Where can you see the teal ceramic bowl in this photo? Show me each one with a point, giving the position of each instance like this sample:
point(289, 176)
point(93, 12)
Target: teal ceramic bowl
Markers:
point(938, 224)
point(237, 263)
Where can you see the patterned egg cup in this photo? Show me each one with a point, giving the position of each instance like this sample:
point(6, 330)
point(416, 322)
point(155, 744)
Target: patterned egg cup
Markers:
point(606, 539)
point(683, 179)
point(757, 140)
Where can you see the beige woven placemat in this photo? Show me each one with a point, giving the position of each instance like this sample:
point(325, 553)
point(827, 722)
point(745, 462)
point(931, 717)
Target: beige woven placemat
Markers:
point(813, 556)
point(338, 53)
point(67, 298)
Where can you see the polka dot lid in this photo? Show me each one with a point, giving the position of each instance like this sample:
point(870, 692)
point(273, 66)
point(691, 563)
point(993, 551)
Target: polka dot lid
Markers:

:::::

Every record should be retyped so that it matches the original exactly.

**RESPONSE**
Where can you see the teal ceramic bowl in this photo? Show me each one with a point, giving the position of each instance like this sample:
point(289, 176)
point(93, 12)
Target: teal ceramic bowl
Markers:
point(938, 224)
point(237, 263)
Where can you see the patterned egg cup in this photo? Show me each one with a point, giving the position of each instance like this sample:
point(6, 330)
point(416, 322)
point(155, 744)
Target: patterned egg cup
Markers:
point(606, 539)
point(683, 179)
point(757, 140)
Where can you see the beige woven placemat in this photo? Show me each one with a point, giving the position of each instance like this sample:
point(325, 553)
point(827, 722)
point(745, 462)
point(931, 717)
Target: beige woven placemat
Markers:
point(813, 556)
point(338, 53)
point(67, 298)
Where can you see the polka dot lid in this photo? Show me each one with a point, giving the position of each instance like this sample:
point(870, 692)
point(273, 66)
point(691, 563)
point(993, 551)
Target: polka dot lid
Markers:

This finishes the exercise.